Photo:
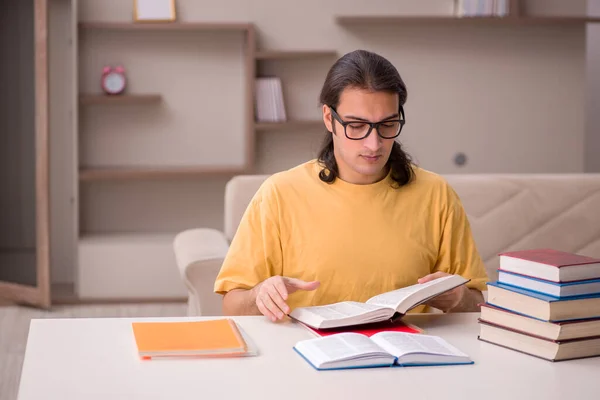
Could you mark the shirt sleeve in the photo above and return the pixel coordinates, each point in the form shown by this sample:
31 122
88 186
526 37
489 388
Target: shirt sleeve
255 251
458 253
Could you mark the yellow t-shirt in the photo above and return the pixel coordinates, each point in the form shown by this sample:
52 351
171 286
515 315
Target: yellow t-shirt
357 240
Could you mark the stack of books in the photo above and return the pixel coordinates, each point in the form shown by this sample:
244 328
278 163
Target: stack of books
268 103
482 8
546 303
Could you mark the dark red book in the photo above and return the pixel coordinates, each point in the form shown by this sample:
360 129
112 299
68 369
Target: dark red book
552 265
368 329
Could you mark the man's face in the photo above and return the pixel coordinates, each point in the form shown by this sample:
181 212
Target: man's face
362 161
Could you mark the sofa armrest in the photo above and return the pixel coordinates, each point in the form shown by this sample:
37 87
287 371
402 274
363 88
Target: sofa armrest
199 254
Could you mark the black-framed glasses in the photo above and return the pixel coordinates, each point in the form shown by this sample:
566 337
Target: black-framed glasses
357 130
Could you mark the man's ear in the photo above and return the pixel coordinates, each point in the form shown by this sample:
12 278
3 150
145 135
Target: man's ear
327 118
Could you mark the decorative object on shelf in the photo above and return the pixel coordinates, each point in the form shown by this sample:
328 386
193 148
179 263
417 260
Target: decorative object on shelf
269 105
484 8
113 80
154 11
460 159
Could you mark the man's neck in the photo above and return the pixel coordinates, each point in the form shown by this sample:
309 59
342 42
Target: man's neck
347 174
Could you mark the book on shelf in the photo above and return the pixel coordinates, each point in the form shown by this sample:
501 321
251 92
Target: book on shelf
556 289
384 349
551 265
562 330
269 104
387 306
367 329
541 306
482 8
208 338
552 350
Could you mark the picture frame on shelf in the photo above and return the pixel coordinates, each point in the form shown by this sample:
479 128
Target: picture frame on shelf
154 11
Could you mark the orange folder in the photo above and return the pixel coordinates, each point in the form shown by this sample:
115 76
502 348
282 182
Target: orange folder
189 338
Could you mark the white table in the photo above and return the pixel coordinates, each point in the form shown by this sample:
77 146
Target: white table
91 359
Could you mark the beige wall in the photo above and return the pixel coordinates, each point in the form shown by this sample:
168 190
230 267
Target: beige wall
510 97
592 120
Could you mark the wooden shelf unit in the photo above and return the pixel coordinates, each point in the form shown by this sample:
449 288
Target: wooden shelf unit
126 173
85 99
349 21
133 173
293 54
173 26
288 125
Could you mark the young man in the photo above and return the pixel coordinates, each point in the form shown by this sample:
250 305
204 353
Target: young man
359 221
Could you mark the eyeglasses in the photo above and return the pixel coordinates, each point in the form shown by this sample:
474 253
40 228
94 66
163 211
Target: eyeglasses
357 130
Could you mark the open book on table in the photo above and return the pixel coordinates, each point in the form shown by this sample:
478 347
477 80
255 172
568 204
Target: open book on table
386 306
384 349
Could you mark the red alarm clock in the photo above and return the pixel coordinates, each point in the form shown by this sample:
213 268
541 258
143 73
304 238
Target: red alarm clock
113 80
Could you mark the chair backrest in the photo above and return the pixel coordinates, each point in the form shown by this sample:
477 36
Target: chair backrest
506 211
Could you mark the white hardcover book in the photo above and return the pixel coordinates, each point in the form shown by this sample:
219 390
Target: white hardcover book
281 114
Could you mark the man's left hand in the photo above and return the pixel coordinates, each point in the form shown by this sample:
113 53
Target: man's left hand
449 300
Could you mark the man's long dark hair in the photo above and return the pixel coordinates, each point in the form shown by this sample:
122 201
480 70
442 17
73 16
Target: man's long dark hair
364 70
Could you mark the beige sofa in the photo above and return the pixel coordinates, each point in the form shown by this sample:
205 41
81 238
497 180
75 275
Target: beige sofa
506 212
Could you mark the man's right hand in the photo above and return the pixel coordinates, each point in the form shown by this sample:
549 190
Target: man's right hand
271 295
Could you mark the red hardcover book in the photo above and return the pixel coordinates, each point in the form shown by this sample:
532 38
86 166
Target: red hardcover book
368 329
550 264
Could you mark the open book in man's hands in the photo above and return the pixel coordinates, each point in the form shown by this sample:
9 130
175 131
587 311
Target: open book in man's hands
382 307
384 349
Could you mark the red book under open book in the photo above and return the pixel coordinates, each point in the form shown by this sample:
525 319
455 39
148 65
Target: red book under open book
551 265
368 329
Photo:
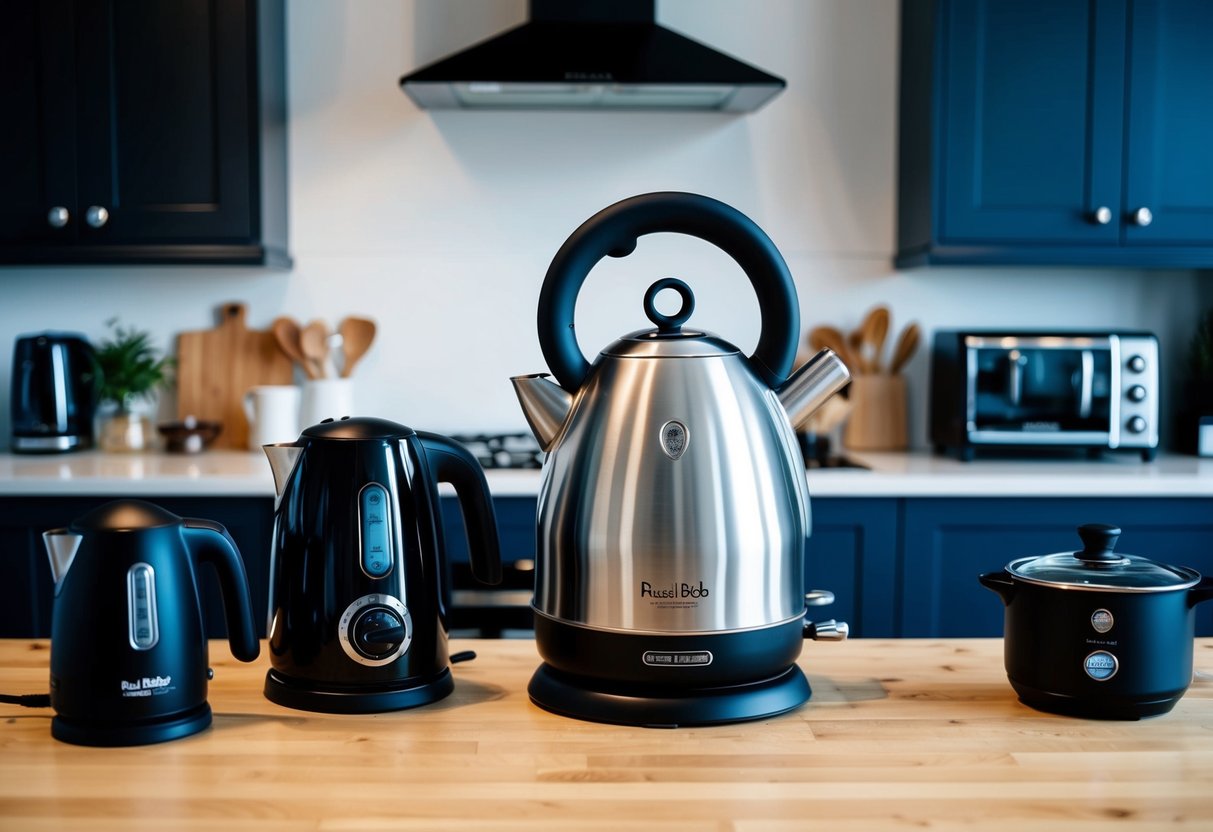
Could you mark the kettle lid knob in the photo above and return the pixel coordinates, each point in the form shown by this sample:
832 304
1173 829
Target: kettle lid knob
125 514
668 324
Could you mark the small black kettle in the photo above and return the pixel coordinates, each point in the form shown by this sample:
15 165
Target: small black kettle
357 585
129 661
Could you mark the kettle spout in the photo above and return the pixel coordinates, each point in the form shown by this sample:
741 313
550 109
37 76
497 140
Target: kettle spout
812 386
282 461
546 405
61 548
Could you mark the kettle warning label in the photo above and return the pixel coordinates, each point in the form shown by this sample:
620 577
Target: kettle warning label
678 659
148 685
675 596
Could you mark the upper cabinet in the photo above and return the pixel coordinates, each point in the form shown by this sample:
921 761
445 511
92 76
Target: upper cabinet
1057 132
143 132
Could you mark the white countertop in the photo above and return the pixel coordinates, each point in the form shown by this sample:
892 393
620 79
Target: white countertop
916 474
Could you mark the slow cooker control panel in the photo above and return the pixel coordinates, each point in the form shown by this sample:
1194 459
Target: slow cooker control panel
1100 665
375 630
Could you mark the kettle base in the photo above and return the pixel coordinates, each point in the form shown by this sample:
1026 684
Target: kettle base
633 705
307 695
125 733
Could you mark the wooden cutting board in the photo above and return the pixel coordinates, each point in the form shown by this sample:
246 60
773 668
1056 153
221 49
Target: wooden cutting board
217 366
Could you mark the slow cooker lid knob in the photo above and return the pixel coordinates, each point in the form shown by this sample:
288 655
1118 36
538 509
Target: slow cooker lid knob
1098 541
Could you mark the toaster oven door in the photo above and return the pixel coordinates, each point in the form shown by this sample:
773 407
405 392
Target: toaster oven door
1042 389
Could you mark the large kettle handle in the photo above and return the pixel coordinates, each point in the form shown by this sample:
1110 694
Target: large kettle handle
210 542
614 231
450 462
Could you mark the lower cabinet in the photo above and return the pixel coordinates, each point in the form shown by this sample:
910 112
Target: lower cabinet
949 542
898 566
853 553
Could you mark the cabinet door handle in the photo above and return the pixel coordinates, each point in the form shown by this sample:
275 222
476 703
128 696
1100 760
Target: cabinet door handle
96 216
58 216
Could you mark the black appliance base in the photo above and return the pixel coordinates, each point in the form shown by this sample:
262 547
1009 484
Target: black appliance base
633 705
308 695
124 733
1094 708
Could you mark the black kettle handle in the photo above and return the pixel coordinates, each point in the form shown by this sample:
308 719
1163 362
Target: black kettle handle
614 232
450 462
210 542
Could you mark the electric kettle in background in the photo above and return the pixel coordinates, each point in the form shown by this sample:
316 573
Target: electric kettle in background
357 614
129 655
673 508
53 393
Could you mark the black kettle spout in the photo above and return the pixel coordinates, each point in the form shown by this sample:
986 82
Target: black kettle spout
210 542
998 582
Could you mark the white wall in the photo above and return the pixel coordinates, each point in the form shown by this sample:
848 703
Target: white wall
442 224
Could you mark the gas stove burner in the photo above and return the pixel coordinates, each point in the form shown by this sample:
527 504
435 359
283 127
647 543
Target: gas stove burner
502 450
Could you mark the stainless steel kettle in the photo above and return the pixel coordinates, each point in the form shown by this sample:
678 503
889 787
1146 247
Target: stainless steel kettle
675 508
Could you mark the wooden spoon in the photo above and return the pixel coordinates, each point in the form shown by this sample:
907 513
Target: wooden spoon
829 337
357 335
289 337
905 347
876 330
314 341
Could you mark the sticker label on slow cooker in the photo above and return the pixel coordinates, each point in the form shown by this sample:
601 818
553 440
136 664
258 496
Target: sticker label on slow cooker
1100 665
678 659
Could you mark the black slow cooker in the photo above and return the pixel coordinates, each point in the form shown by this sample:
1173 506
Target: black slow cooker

*REQUEST*
Please quote nothing but the lines from the line with "Could you mark the wooden spoon" through the end of the data above, exactly as written, ends included.

*SOLUTION FOR THIS EXERCISE*
Could you mark the wooden spoon in the photo above and return the pixel coordinates, each point in the form shown by this sample:
907 513
Target: wooden spoon
829 337
357 335
289 337
905 347
876 330
314 341
Could you mark the sticker label on slow cooker in the photo above and return the pixel coordinates, each point in the form shown by this sample:
601 818
553 440
136 664
258 496
Target: sticker label on slow cooker
1100 665
678 659
Could you mark the black slow cooker in the photo above and return the pixel coordinates, each point in the form shown by this sample:
1173 506
Target: black slow cooker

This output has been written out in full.